Task data Start Marker

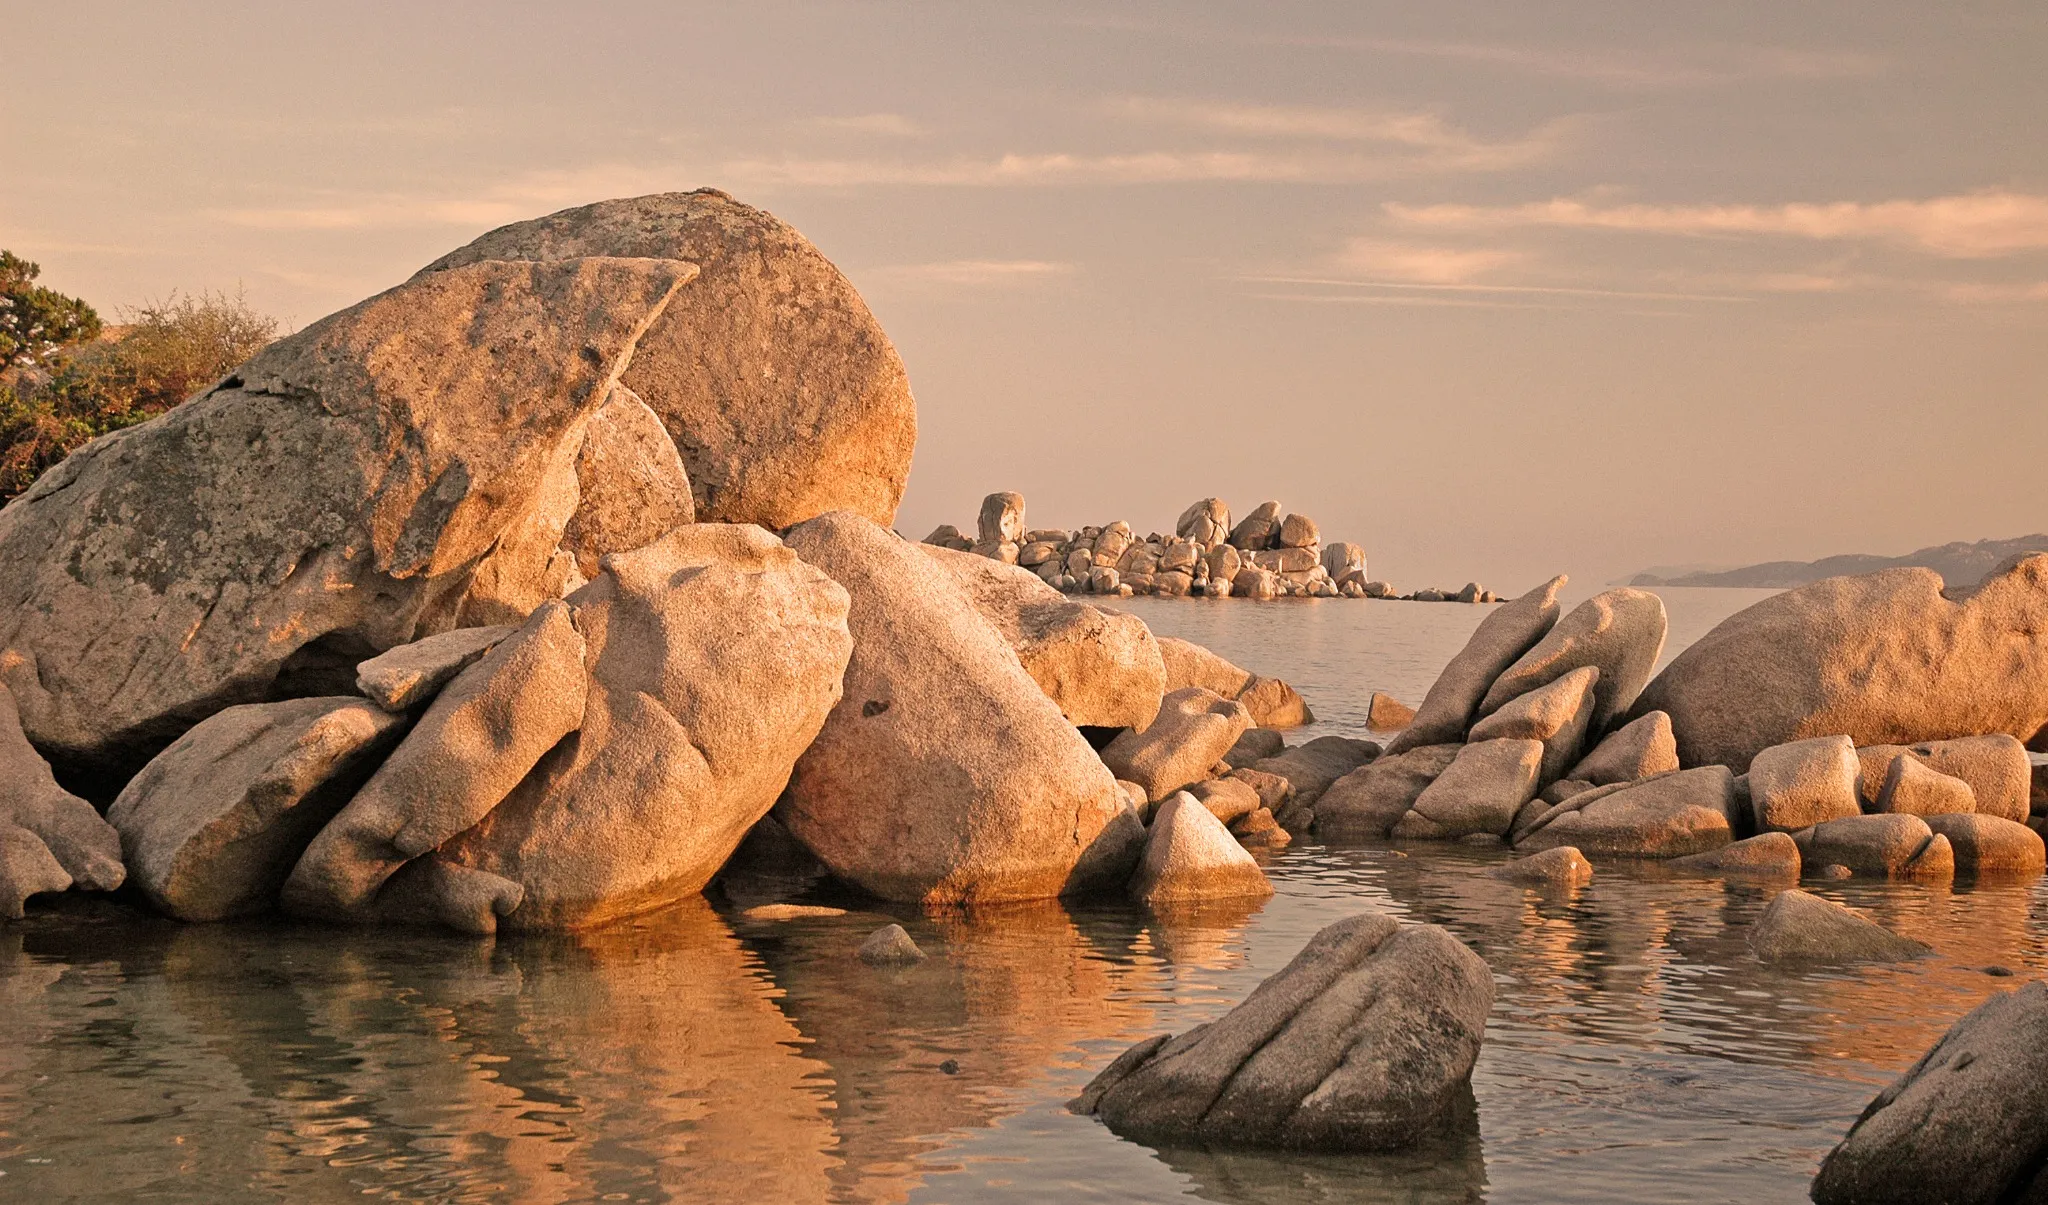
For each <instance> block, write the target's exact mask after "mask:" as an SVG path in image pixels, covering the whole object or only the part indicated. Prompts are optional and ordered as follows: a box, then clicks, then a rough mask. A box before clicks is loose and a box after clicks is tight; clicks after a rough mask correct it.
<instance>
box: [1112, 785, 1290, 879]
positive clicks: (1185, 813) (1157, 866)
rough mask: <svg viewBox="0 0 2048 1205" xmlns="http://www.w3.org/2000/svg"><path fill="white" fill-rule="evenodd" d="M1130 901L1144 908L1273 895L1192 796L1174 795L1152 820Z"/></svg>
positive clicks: (1256, 870) (1159, 806)
mask: <svg viewBox="0 0 2048 1205" xmlns="http://www.w3.org/2000/svg"><path fill="white" fill-rule="evenodd" d="M1128 891H1130V898H1133V900H1137V902H1141V904H1149V906H1155V908H1157V906H1171V904H1198V902H1204V900H1241V898H1266V896H1272V894H1274V887H1272V883H1268V881H1266V871H1262V869H1260V865H1257V863H1255V861H1251V855H1247V853H1245V848H1243V846H1241V844H1237V838H1233V836H1231V830H1229V828H1225V826H1223V822H1221V820H1217V818H1214V814H1210V812H1208V807H1202V803H1200V801H1196V799H1194V795H1188V793H1186V791H1180V793H1176V795H1174V797H1171V799H1167V801H1165V803H1161V805H1159V812H1155V814H1153V822H1151V828H1149V830H1147V836H1145V855H1143V857H1141V859H1139V869H1137V871H1135V873H1133V875H1130V887H1128Z"/></svg>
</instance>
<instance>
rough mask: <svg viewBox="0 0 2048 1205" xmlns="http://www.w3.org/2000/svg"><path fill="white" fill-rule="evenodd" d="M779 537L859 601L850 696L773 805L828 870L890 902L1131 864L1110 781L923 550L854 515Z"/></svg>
mask: <svg viewBox="0 0 2048 1205" xmlns="http://www.w3.org/2000/svg"><path fill="white" fill-rule="evenodd" d="M784 541H786V543H788V547H791V549H795V551H797V555H801V557H803V559H807V562H809V564H813V566H817V568H821V570H823V572H825V574H829V576H831V578H834V580H836V582H838V584H840V586H844V588H846V592H848V594H850V596H852V611H850V613H848V621H846V623H848V629H850V631H852V637H854V652H852V660H850V662H848V666H846V693H844V699H842V701H840V705H838V707H834V709H831V715H829V717H827V719H825V725H823V730H821V732H819V734H817V740H815V742H811V748H809V750H807V752H805V754H803V756H801V758H799V760H797V773H795V777H793V779H791V783H788V791H786V795H784V797H782V803H780V805H778V807H776V816H780V818H782V822H784V824H786V826H788V830H791V832H793V834H795V836H797V838H799V840H803V842H805V844H807V846H809V848H811V850H813V853H815V855H817V857H819V859H823V861H825V865H829V867H831V871H834V873H836V875H840V877H842V879H848V881H852V883H858V885H860V887H862V889H866V891H872V894H877V896H881V898H885V900H905V902H930V904H946V902H999V900H1032V898H1053V896H1059V894H1063V891H1087V889H1094V887H1098V885H1106V881H1102V883H1098V881H1087V875H1081V877H1077V873H1081V869H1083V859H1085V857H1087V855H1090V850H1092V848H1094V846H1096V842H1098V840H1102V842H1106V848H1104V850H1098V855H1102V857H1108V846H1120V848H1124V850H1126V853H1124V855H1118V857H1135V853H1137V846H1135V840H1137V836H1139V834H1141V832H1143V830H1141V828H1139V830H1135V832H1133V826H1137V824H1139V822H1137V818H1135V816H1133V814H1130V812H1128V807H1126V805H1124V797H1122V791H1120V789H1118V787H1116V775H1110V771H1108V768H1104V764H1102V760H1100V758H1096V752H1094V750H1092V748H1090V744H1087V740H1083V738H1081V734H1079V732H1077V730H1075V728H1073V725H1071V723H1067V719H1065V715H1061V713H1059V707H1057V705H1053V701H1051V699H1047V697H1044V693H1042V691H1040V689H1038V684H1036V682H1034V680H1032V678H1030V674H1026V672H1024V668H1022V664H1020V662H1018V658H1016V654H1014V652H1012V650H1010V646H1008V643H1006V641H1004V637H1001V633H997V631H995V627H993V625H991V623H989V621H987V619H983V617H981V613H979V611H977V609H975V607H973V600H971V598H969V596H967V592H965V590H961V588H958V584H956V582H954V580H952V576H950V574H946V572H944V570H942V568H940V566H936V564H934V562H932V557H930V555H928V553H924V551H920V549H918V547H915V545H911V543H905V541H901V539H897V537H895V535H891V533H889V531H885V529H881V527H877V525H872V523H868V521H864V518H860V516H856V514H848V512H834V514H823V516H819V518H813V521H809V523H803V525H799V527H795V529H791V531H788V533H786V535H784ZM1163 715H1165V709H1161V721H1163ZM1161 721H1153V728H1159V723H1161ZM1247 723H1249V721H1245V723H1241V725H1237V728H1235V730H1233V732H1229V734H1227V738H1225V740H1223V742H1221V746H1217V748H1214V750H1210V752H1208V760H1206V762H1202V768H1200V771H1196V775H1194V777H1192V779H1188V781H1196V779H1202V777H1206V773H1204V771H1206V768H1208V764H1212V762H1214V758H1217V756H1219V754H1221V752H1223V750H1227V748H1229V746H1231V742H1233V740H1237V732H1243V728H1245V725H1247ZM1112 744H1114V742H1112ZM1133 781H1137V779H1133ZM1114 861H1116V859H1110V863H1114ZM1087 865H1090V867H1096V865H1098V863H1087ZM1122 867H1124V871H1128V861H1124V863H1122ZM1104 873H1108V871H1104ZM1120 877H1122V875H1116V881H1120Z"/></svg>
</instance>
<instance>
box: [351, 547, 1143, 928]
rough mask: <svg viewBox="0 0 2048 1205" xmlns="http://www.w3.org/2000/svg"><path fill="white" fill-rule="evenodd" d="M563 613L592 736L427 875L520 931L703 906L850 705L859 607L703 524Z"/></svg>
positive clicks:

Task data End Marker

Prompt:
Needed here is a verbatim copy of the data from the first line through the line with "positive clicks: (1185, 813) (1157, 866)", without pictures.

Finished exercise:
For each <instance> block, write the target's exact mask after "mask:" as an SVG path in image pixels, covering the whole object or only the part indicated. Prompts are optional and ordered as follows: a box, then clicks, then a rough mask. A box before clicks is loose and a box after clicks is tight; clicks after a rough mask correct it.
<instance>
box: [1112, 785, 1290, 879]
positive clicks: (1185, 813) (1157, 866)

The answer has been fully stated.